─── Selected extract ───
The author managed to weave this delicate drama filled plot into the natural rhythm of life. The book wasn’t slow paced, nor too fast, giving you the sense of everyday routine; producing a powerful effect. It made the story real and tangible.
The story is compelling and heartbreaking and it flawlessly depicts the truth behind the notion of not “judging a book by its cover”, or just plain straight prejudice.
I liked Eleanor very much, and I personally think of her as an inspiration. Let’s face it she was ODD, but mainly because of the circumstances that surrounded her, rather than by choice. She didn’t have the money to buy regular clothes, so she wore what she could; she couldn’t afford pissing of her step dad, so she lay really low; and she was born with crazy hair, so she accepted it. Really teaches you the lesson that behind every person there’s a story we ought to get to know. In any case, it seemed like the world forces were working against her, but she kept a positive attitude. You hardly saw her crying, or complaining, she did the best that she could with what she got. That is simply admirable! I think I would completely act out, but she didn’t. She is an everyday hero.
Park on the other hand, was a regular kid trying to pass inadvertently; a mission that became increasingly hard the moment he started hanging out with Eleanor. He made me really proud when he finally accepted his differences and gathered the courage to face the fact he was in love with her. I even was proud of Park’s mom, who generally was just the sweetest mom, when she accepted her as well. Adults can also be judgmental at times.
To sum up, the process he experienced was moving, and the author really portrayed the struggle he had to face.
Rainbow Rowell has a magnificent sense of human feelings and processes and she sure knows how to put them into words. She is brilliant with descriptions. Nevertheless the book at times felt a little slow, I think maybe some things could’ve been spared. But all in all it is a masterpiece!
Finally, I think that having two points of view was essential to the story, because otherwise it would have been impossible to see how Eleanor and Park fell in love. We wouldn’t have gotten a hold of the subtle changes they were experiencing, and we couldn’t have figured out how they changed each other’s lives.
─── Provided material ───
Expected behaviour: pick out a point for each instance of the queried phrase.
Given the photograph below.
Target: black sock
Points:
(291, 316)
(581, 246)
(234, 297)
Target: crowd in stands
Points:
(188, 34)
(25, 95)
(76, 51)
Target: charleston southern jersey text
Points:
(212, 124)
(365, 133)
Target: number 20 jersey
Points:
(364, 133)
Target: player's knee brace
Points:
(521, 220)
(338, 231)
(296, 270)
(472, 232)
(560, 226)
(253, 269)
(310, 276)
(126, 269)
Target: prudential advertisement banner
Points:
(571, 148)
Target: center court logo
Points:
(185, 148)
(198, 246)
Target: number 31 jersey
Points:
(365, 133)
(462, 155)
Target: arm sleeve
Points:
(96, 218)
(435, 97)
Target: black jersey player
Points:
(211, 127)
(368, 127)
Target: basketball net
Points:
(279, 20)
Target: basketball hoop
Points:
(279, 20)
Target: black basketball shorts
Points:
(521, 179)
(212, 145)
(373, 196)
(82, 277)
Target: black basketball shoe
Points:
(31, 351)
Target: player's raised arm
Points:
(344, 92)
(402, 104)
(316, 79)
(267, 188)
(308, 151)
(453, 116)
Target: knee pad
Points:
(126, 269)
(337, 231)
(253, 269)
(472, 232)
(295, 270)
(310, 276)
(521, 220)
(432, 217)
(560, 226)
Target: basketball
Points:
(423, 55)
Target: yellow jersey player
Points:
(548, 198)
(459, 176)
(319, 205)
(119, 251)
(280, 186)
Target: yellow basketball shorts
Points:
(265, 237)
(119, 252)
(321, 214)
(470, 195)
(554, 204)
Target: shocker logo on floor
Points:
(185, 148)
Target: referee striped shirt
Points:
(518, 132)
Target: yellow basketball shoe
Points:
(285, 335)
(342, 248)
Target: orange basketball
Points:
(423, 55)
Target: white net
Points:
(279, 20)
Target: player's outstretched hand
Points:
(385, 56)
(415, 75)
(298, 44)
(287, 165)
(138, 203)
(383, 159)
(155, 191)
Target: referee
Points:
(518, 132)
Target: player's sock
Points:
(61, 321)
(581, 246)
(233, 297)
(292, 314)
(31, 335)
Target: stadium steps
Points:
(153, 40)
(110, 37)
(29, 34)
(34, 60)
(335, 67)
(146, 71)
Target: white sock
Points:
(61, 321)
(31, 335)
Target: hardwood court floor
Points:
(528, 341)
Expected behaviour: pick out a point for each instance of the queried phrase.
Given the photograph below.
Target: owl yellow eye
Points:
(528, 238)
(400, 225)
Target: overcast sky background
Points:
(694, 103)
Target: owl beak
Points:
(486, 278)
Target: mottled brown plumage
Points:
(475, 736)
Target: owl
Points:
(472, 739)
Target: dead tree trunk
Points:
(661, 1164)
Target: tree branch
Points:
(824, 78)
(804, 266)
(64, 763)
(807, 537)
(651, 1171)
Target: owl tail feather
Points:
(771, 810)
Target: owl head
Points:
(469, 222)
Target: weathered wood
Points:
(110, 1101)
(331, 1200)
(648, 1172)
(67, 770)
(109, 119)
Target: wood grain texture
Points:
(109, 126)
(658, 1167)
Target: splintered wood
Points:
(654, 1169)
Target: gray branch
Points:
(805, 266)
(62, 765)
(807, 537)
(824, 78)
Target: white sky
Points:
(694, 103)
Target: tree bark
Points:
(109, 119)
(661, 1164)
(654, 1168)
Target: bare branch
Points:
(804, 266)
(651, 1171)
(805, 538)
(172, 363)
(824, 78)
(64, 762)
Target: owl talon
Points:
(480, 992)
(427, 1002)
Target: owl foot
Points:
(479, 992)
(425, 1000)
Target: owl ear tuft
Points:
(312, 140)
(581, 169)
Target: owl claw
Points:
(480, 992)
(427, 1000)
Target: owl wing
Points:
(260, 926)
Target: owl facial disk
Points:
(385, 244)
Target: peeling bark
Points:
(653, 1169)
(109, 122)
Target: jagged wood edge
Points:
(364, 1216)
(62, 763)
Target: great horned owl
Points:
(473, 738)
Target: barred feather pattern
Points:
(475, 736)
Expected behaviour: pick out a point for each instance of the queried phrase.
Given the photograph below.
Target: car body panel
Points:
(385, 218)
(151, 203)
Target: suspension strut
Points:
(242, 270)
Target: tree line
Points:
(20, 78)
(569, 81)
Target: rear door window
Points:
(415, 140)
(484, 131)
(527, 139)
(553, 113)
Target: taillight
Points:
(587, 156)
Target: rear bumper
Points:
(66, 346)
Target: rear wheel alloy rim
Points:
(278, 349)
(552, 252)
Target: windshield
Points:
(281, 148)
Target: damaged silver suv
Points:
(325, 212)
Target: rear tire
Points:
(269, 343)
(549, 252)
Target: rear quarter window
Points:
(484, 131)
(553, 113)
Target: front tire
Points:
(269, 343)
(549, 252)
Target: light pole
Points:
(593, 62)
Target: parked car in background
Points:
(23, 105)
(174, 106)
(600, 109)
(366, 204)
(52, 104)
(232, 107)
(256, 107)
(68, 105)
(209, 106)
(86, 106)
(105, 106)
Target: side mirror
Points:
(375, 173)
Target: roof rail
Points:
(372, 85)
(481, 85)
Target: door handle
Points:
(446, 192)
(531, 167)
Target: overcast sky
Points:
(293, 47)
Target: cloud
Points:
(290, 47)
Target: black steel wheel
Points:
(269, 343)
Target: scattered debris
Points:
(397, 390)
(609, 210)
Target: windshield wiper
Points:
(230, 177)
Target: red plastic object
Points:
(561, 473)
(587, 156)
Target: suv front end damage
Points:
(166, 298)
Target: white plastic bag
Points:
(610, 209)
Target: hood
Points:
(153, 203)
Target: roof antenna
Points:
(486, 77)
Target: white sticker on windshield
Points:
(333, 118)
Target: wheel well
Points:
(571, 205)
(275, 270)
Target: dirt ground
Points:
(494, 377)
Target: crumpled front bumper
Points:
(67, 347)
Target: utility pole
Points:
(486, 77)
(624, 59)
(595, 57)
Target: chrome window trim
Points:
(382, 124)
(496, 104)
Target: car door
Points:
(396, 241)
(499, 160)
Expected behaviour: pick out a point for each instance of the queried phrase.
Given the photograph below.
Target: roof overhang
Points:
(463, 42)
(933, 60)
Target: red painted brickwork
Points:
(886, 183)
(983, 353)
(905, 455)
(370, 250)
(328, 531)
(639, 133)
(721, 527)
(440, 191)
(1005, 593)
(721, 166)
───
Reproduce word for word the part of the book review that opens with the words containing "The story is" and closes with "plain straight prejudice.". The listing has no connection to the book review.

- [Correct result]
The story is compelling and heartbreaking and it flawlessly depicts the truth behind the notion of not “judging a book by its cover”, or just plain straight prejudice.